Task to carry out: Reproduce the part that opens with the line containing "Exercise. Mark the woman in pink" and closes at the end of the records, keeping every request as it stands but rescaling each answer coordinate by multiplying it by 2.35 and rounding to the nearest whole number, with halves rounded up.

+++ Available data

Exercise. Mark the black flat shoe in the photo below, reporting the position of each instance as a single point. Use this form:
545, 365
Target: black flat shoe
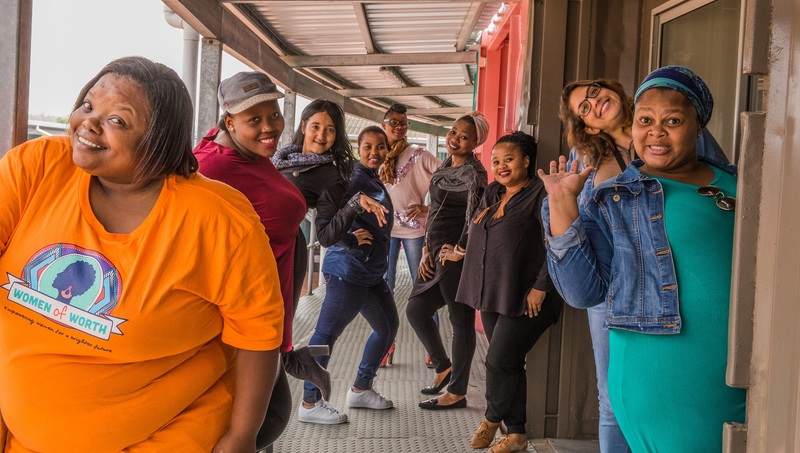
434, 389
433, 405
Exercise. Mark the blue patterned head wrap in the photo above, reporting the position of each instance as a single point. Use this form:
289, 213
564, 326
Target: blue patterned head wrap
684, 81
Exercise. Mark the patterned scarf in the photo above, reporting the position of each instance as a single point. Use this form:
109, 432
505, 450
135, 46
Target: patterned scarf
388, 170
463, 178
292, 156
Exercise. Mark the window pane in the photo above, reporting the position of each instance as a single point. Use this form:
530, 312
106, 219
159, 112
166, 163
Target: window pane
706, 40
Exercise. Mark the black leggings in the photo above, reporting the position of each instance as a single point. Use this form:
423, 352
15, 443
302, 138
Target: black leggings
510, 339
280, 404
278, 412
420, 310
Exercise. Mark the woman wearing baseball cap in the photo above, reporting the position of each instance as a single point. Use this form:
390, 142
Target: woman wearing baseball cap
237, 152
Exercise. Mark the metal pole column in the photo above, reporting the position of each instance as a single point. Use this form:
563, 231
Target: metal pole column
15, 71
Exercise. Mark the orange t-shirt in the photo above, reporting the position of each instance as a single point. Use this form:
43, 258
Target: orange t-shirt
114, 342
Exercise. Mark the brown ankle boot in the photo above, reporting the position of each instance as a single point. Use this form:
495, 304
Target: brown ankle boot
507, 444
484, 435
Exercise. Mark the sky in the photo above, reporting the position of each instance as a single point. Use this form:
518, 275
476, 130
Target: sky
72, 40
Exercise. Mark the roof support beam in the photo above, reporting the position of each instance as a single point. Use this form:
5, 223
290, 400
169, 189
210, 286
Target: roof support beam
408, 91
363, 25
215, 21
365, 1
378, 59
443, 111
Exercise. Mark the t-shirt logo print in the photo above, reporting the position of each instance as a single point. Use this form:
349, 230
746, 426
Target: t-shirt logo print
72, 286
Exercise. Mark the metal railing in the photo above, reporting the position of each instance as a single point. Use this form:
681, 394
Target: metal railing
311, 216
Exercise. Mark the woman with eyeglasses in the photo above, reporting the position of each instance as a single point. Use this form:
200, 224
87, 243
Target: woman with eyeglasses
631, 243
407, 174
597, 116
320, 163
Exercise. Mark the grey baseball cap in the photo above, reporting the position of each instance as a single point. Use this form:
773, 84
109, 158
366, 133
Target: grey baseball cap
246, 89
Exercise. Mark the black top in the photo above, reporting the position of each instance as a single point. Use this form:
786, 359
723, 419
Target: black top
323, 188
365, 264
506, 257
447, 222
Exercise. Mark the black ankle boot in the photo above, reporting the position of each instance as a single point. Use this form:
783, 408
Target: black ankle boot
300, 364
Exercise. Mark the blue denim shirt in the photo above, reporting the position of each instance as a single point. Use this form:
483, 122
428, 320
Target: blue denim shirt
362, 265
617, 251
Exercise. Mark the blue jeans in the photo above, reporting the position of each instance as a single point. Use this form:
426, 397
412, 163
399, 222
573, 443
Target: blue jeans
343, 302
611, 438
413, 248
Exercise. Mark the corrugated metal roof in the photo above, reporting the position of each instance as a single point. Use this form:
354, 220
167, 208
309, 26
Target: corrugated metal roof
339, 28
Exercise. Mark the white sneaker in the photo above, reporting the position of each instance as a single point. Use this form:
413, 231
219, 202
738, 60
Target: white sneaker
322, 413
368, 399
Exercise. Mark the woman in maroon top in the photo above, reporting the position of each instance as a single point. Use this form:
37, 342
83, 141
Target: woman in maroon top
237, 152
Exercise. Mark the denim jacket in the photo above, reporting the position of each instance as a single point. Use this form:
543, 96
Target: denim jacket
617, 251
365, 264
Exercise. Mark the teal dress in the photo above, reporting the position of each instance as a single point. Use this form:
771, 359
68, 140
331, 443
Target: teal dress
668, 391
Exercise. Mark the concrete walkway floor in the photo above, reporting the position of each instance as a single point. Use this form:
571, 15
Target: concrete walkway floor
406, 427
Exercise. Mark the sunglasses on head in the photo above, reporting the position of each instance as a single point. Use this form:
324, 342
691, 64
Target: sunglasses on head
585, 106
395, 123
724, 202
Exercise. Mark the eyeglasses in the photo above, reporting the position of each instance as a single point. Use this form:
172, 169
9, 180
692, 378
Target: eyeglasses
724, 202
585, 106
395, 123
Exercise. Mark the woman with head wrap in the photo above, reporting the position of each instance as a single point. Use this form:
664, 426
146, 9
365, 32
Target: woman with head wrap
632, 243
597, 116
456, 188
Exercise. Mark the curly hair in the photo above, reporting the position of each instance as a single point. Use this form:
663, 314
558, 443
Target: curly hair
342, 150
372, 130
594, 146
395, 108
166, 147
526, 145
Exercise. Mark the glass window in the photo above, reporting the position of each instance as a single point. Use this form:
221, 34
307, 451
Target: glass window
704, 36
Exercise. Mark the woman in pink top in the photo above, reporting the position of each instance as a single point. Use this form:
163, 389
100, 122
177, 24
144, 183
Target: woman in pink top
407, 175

++++++

Exercise solution:
Exercise. Mark the woman in pink top in the photo above, reporting the position of each instance as a single point. Use this form:
163, 389
100, 122
177, 24
144, 183
Target: woman in pink top
956, 411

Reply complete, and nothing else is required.